Referring expression data:
------------------------
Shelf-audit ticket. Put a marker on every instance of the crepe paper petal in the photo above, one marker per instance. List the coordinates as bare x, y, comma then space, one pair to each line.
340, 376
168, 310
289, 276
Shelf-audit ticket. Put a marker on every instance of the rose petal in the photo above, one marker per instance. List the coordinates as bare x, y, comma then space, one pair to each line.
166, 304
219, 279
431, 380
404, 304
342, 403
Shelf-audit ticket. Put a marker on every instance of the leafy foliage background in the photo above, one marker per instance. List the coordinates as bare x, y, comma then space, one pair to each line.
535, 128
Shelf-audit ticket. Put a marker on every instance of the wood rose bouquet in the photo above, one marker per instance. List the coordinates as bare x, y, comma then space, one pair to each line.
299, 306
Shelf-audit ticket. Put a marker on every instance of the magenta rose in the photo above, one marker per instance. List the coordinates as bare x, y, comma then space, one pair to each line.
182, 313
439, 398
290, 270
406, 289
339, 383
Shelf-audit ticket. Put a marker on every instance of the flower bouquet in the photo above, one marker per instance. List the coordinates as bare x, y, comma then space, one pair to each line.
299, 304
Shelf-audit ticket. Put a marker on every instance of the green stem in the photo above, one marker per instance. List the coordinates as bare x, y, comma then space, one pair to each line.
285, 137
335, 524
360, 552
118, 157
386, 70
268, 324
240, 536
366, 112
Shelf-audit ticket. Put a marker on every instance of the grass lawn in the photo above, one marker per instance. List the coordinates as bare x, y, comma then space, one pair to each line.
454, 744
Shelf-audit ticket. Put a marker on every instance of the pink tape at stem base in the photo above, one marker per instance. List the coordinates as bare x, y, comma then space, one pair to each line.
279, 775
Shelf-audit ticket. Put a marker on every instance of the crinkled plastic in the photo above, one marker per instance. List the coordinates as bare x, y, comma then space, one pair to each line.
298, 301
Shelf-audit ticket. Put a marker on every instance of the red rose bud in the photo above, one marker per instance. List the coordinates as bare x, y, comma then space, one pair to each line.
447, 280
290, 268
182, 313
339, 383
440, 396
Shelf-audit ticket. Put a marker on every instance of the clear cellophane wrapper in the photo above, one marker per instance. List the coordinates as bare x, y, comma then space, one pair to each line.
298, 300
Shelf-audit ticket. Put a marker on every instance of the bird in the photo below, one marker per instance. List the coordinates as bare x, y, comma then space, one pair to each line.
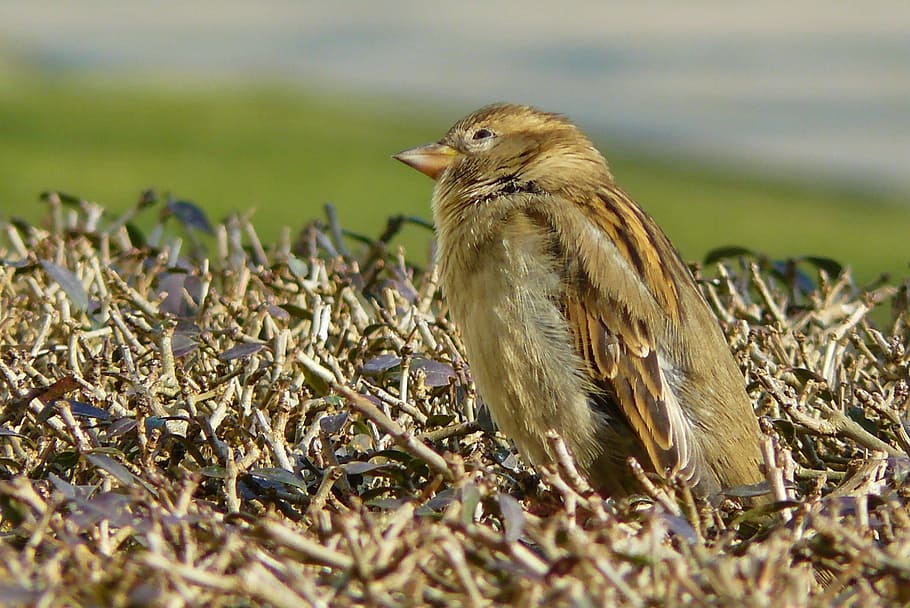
576, 312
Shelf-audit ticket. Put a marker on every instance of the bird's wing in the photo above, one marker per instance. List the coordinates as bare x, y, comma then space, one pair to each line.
625, 368
625, 289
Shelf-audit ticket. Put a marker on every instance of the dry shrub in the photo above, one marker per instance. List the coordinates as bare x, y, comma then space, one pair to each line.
296, 425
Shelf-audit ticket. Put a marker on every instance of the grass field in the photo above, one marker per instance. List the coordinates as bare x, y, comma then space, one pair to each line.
286, 152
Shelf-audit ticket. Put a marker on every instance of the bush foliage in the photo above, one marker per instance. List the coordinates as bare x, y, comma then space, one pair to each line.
295, 424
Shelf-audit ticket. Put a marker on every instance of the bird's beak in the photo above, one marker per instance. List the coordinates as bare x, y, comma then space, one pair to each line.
429, 159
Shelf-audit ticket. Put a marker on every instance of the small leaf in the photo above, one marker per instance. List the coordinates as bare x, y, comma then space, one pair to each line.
182, 345
832, 267
470, 498
111, 466
748, 491
512, 516
437, 374
359, 468
87, 411
379, 364
297, 311
244, 349
277, 475
190, 215
298, 267
121, 426
333, 424
69, 282
214, 471
277, 312
722, 253
436, 420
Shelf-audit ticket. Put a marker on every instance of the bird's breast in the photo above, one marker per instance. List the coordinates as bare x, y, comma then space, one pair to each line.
505, 295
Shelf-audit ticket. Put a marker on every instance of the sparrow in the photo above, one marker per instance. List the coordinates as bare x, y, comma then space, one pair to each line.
577, 313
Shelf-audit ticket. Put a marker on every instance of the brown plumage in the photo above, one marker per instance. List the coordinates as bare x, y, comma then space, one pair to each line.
577, 313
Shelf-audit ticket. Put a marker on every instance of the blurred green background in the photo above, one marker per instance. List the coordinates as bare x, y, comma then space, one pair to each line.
286, 151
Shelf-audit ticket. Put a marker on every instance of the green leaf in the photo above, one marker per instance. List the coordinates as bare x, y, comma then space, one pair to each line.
722, 253
69, 282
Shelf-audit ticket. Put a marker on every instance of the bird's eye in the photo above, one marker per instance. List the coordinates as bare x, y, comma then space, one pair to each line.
480, 134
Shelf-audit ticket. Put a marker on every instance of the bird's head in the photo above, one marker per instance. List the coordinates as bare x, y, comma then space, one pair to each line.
508, 148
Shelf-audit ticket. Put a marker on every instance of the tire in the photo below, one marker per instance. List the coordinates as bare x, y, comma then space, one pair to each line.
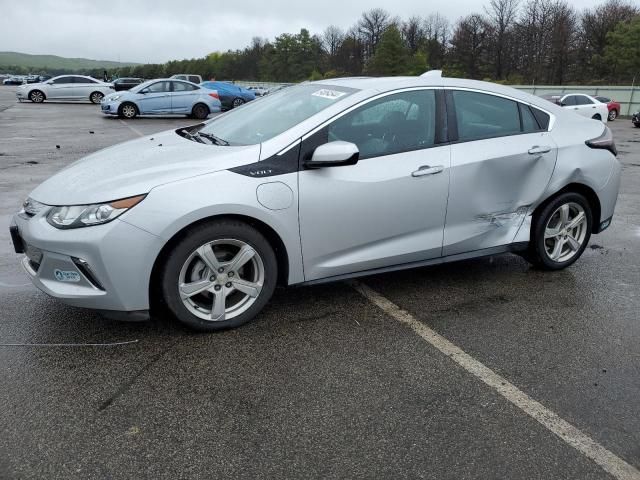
------------------------
Please set down every line of the data above precisely, dropping the images.

◆ ANSWER FOR THIS EXERCISE:
Shelf-audit ticket. Put a marker on every instance of the crepe paper petal in the photo above, one marker per instance. List the coordinates as bare x, y, comma then space, one pair to each line.
340, 376
168, 310
289, 276
Shelf-audit ticket. Put a marker on every instance of the rose petal in the photo above, one marker per instance. List the coordinates as bare x, y, comma then space, one pair to each line.
166, 304
219, 279
431, 380
404, 304
342, 403
Shelf-audit ticket. Put a marker on every instance of the leafy foliage background in the photo above, one marker per instance. List the coordinates as bare x, y, comma then space, one pair to each line.
535, 128
Shelf-audit ticket. Put a marker on every instance of the wood rose bouquet in the photo above, one marker per instance. List the coordinates as bare x, y, comma then space, one pair to each line.
299, 306
Shelf-audit ticket. Put a marker on every instance of the magenta rose in the photo above, one marker per instance. List the coordinates as bare x, y, comma then space, one pair to each line.
182, 313
439, 398
290, 270
406, 289
339, 383
Shelf-audit ticket. Put a marker on every instance of the flower bouquet in the photo above, one marker per instance. List the coordinates as bare x, y, comma then space, one pair to each line.
299, 304
Shelf-audit ticket. Put a marker on every instance of the green stem in the photo above, one marker per instance. List the coordinates as bare x, y, comma then space, one pair to each line.
285, 137
335, 524
360, 552
118, 157
386, 70
268, 324
240, 536
366, 112
Shelf-audit ticket. Put a marker on every instance of the grass lawn in the photo above, one marker per instance. List the coordinates as bare x, y, comma then space, one pair to each line.
454, 744
Shelf-audit ticket. Put a marker on every instance of the pink tape at stem base in the photo above, one marker per instance. List the coordinates as bare x, y, comma then space, one pair to each line.
279, 775
Shelf-audit ticket. Put a marker on every instance of the crinkled plastic in the photo above, one marker per instance. List the coordinates as bare x, y, comma then space, one pair to each line.
298, 301
Shelf-audit ticket. Put a marker on every instance of the red rose bud in the photo above, one marker per instance. List the coordinates as bare x, y, comma then space, one pair to each line.
447, 280
290, 268
182, 313
339, 383
440, 396
Shelf-audit ticket. Put a marker on every instance of the clear cellophane wrapper in the photo above, one marker per instance. List the coordinates as bare x, y, comma then space, one pair to each line.
298, 300
Shelf-audit ticket. Put a marker on every instance of the bird in the photo below, one marker per instance. List the coordinates as bare x, y, comma then space, one pair to each line.
576, 312
Shelf-audit ticket. Put a marker on every instance of the bird's wing in the photo above, one marker per instance. List the coordinates as bare x, y, comma then space, one pair to each line.
625, 368
625, 289
Shelf-audit ticket. Put a marker on every instance of the dry shrub in the photo above, one marker per instance. List the coordinates as bare x, y, comma then space, one pair to each line.
296, 425
Shelf-audit ticket. Put a marker on every instance of the grass field in the photo above, one marker per instance. List the coordinates as bare x, y, comma then space, one pair to each line.
286, 152
Shelf-audit ticket. Put a marker on every instance of the bush foliage in the photo above, one marker per instance. List the coordinates as bare x, y, comma then space, one pair to each line.
295, 424
Shelf-audit ticket. Put a marker on every instance of the bird's beak in the photo above, one marker per instance. List the coordinates as bare x, y, comma then space, one pair to each line.
429, 159
Shelf-audit ticket. Put a marker on every instance of the small leaf in the photo above, one marker per instance. List the coordinates as bare x, y, comma then space, one pair to each line.
182, 345
832, 267
470, 498
111, 466
748, 491
512, 516
437, 374
359, 468
87, 411
379, 364
297, 311
244, 349
277, 475
190, 215
298, 267
121, 426
333, 424
69, 282
214, 471
277, 312
722, 253
436, 420
Shelf-audit ticket. Put a marker on every instance of the bird's breast in the photo above, one marker per instance. List the coordinates as bare x, y, comma then space, one pair to each line.
505, 295
Shelf-audit ticket. Put a marker on every instance of the sparrow in the photo above, one marker per instance. List the coordinates as bare x, y, comma then space, one pair to each line.
577, 313
Shelf-audit ticket. Put a marker on every instance of the brown plumage in the photo above, one marker per instance. List the coordinates as bare x, y, comma then space, one pair to each line.
577, 313
Shelf-audit ticket. Put a marker on every instance of the blurred green background in the photo above, one marker per instance. List the coordinates as bare x, y, comma then space, one pair to each line.
286, 151
Shelf-audit ticket. Put a marker on every instance of the green leaf in the photo above, one marker per instance. List the coordinates as bare x, y, comma then space, one pair to each line.
722, 253
69, 282
Shelf-audit ticket. Put a marker on every instance of the bird's eye in the photo above, one marker per instance. List the coordinates as bare x, y, comma then space, one pair to each line.
480, 134
Shelf-audit ticket. Put a marker on every instance of the bird's head in the photo above, one marker per instance. List the coordinates as bare x, y, comma then space, one pair to each line.
508, 148
Shelf-audit ticket. Put a marker on every instance of the tire in the photo below, one marker per instance. List the coordinates as bare x, y, comma then space, one pair to each line.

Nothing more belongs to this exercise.